— SEITENTEXT —
((

# moderlieschen



## elkop (28. Apr. 2010)

hallo liebe miniteichianer,

mein kleines teichlein ist recht gut eingefahren, zu beginn des dritten jahres funzt alles bestens. nun eine frage:

meine nachbarin hat mir mit einer pflanze vier winzige __ moderlieschen in den teich geschmuggelt. sie sind ein bis zwei cm lang. kann ich die drin lassen oder verhunze ich mir mein teichgleichgewicht damit? sie meinte: wenn du sie net magst, dann schmeiß sie halt weg  ich hab nur den kopf geschüttelt und geschwiegen, weil ich mirs mit der nachbarschaft nit verderben will, aber sowas ist schon allerhand. also was tu ich jetzt mit den winzlingen?


----------



## Christine (28. Apr. 2010)

*AW:  moderlieschen*

Hallo Elke,

tolle Nachbarin. Die Fischchen werden Dein Teichgleichgewicht nicht durcheinander bringen. Nur haben sie im Winter wohl keine Überlebenschance. Deshalb wäre das Beste, Du stellst sie hier im Flohmarkt als zu verschenken ein.

Oder du baust Dir einen größeren Teich, denn niedlich sind sie schon.


----------



## Doris (28. Apr. 2010)

*AW:  moderlieschen*

Hallo Elke

Unsere Nachbarin hat in ihrem Miniteich der auch nicht grösser ist als deiner einige Moderlieschen schwimmen. Sie haben den Winter gut überstanden. 
Da sich die Moderlieschen eigentlich gut vermehren hat sie die Option ein Zuviel von diesen lustigen Gesellen wieder zurück in unseren Teich zu geben.Vielleicht bietet sich dir in deiner Nachbarschaft ja auch so eine Möglichkeit?
Im Sommer sollte man darauf achten, dass das Wasser eine Temperatur von ~ 21 °C nicht übersteigt, denn das mögen diese Fische nicht, dann sterben sie.


----------



## toco (28. Apr. 2010)

*AW:  moderlieschen*



Doris schrieb:


> Hallo Elke
> (...)
> Im Sommer sollte man darauf achten, dass das Wasser eine Temperatur von ~ 21 °C nicht übersteigt, denn das mögen diese Fische nicht, dann sterben sie.

))

— AUSGEWÄHLTE DATENSÄTZE —
((

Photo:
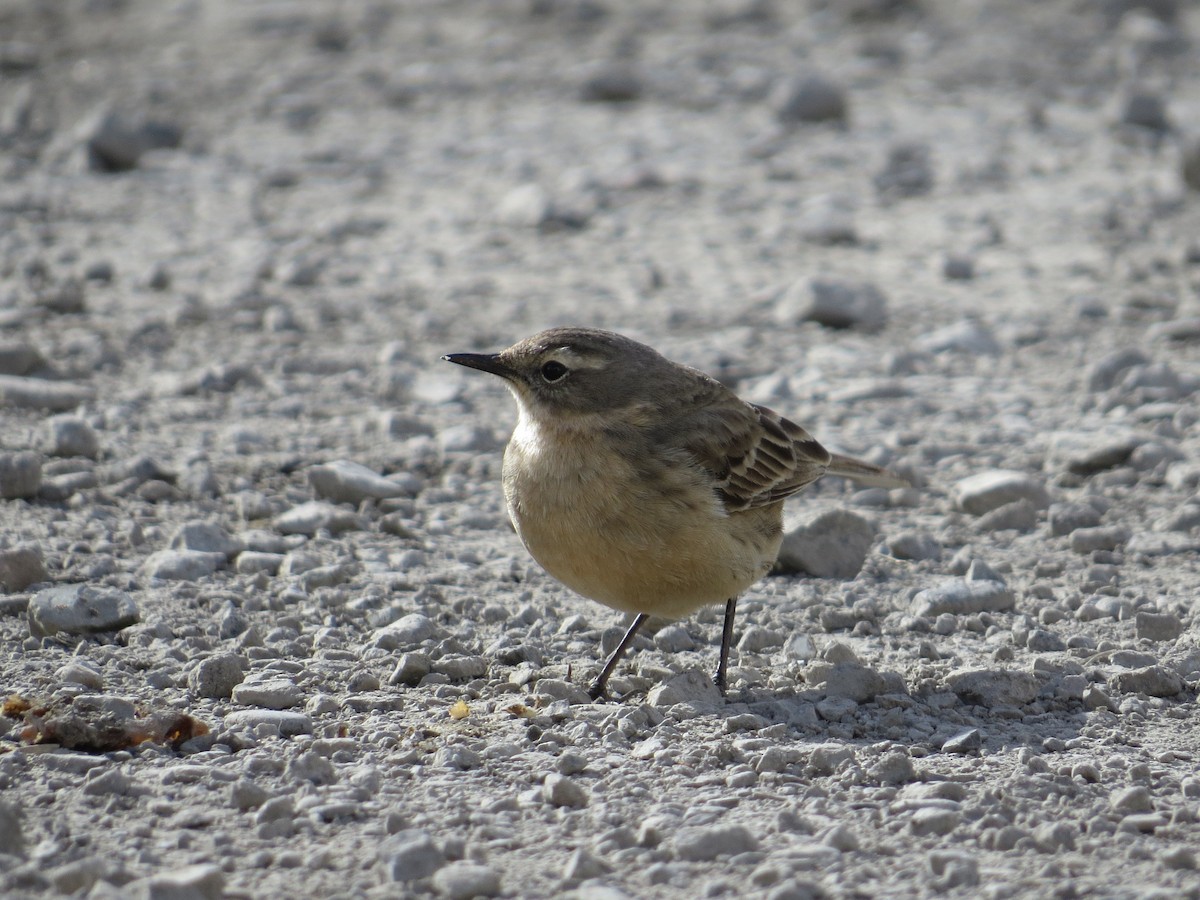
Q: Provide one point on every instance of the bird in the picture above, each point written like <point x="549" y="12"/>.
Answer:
<point x="647" y="485"/>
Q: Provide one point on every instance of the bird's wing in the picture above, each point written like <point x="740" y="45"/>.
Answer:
<point x="754" y="455"/>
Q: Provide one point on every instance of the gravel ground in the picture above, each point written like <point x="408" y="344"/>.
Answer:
<point x="265" y="629"/>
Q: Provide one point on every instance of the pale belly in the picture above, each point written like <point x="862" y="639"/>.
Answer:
<point x="664" y="546"/>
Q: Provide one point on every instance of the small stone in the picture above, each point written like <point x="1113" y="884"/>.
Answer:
<point x="1135" y="798"/>
<point x="411" y="669"/>
<point x="959" y="597"/>
<point x="1089" y="540"/>
<point x="21" y="475"/>
<point x="81" y="610"/>
<point x="690" y="687"/>
<point x="969" y="336"/>
<point x="934" y="820"/>
<point x="965" y="743"/>
<point x="409" y="855"/>
<point x="246" y="795"/>
<point x="1151" y="625"/>
<point x="1067" y="517"/>
<point x="205" y="538"/>
<point x="345" y="481"/>
<point x="115" y="142"/>
<point x="994" y="688"/>
<point x="909" y="172"/>
<point x="1152" y="681"/>
<point x="463" y="880"/>
<point x="407" y="633"/>
<point x="837" y="304"/>
<point x="612" y="83"/>
<point x="562" y="791"/>
<point x="19" y="568"/>
<point x="315" y="516"/>
<point x="705" y="844"/>
<point x="268" y="691"/>
<point x="810" y="99"/>
<point x="673" y="639"/>
<point x="216" y="676"/>
<point x="1146" y="111"/>
<point x="41" y="394"/>
<point x="286" y="723"/>
<point x="82" y="672"/>
<point x="911" y="545"/>
<point x="856" y="682"/>
<point x="181" y="564"/>
<point x="71" y="436"/>
<point x="828" y="545"/>
<point x="994" y="489"/>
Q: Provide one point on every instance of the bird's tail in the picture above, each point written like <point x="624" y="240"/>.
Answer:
<point x="864" y="473"/>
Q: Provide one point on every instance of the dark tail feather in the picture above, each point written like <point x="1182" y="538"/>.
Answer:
<point x="864" y="473"/>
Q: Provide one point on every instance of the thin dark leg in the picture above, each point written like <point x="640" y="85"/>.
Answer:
<point x="731" y="607"/>
<point x="598" y="687"/>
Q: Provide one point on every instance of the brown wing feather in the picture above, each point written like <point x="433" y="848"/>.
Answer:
<point x="754" y="455"/>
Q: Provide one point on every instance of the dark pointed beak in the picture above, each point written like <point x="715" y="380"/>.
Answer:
<point x="483" y="361"/>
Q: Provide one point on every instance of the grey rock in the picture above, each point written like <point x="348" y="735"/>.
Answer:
<point x="19" y="568"/>
<point x="268" y="691"/>
<point x="12" y="838"/>
<point x="407" y="633"/>
<point x="913" y="545"/>
<point x="287" y="723"/>
<point x="959" y="597"/>
<point x="934" y="820"/>
<point x="217" y="676"/>
<point x="1067" y="517"/>
<point x="834" y="303"/>
<point x="81" y="610"/>
<point x="987" y="491"/>
<point x="205" y="538"/>
<point x="1089" y="540"/>
<point x="345" y="481"/>
<point x="562" y="791"/>
<point x="71" y="436"/>
<point x="1152" y="681"/>
<point x="810" y="99"/>
<point x="969" y="336"/>
<point x="316" y="516"/>
<point x="828" y="545"/>
<point x="39" y="394"/>
<point x="115" y="141"/>
<point x="612" y="83"/>
<point x="909" y="172"/>
<point x="673" y="639"/>
<point x="181" y="564"/>
<point x="690" y="687"/>
<point x="1090" y="454"/>
<point x="251" y="562"/>
<point x="409" y="855"/>
<point x="21" y="475"/>
<point x="411" y="669"/>
<point x="994" y="687"/>
<point x="1158" y="625"/>
<point x="705" y="844"/>
<point x="463" y="880"/>
<point x="1145" y="109"/>
<point x="964" y="743"/>
<point x="855" y="682"/>
<point x="190" y="882"/>
<point x="1019" y="516"/>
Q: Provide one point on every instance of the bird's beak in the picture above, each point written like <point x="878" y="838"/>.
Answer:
<point x="483" y="361"/>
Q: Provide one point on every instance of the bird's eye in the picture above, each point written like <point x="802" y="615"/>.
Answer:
<point x="553" y="371"/>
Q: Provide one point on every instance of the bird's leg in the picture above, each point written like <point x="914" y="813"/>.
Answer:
<point x="731" y="607"/>
<point x="599" y="685"/>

))

— AUFGABENSTELLUNG —
Liste alle Benutzernamen auf, unter denen im Seitentext ein Beitrag steht. Stütze dich ausschließlich auf den Seitentext.

— LÖSUNG —
elkop, Christine, Doris, toco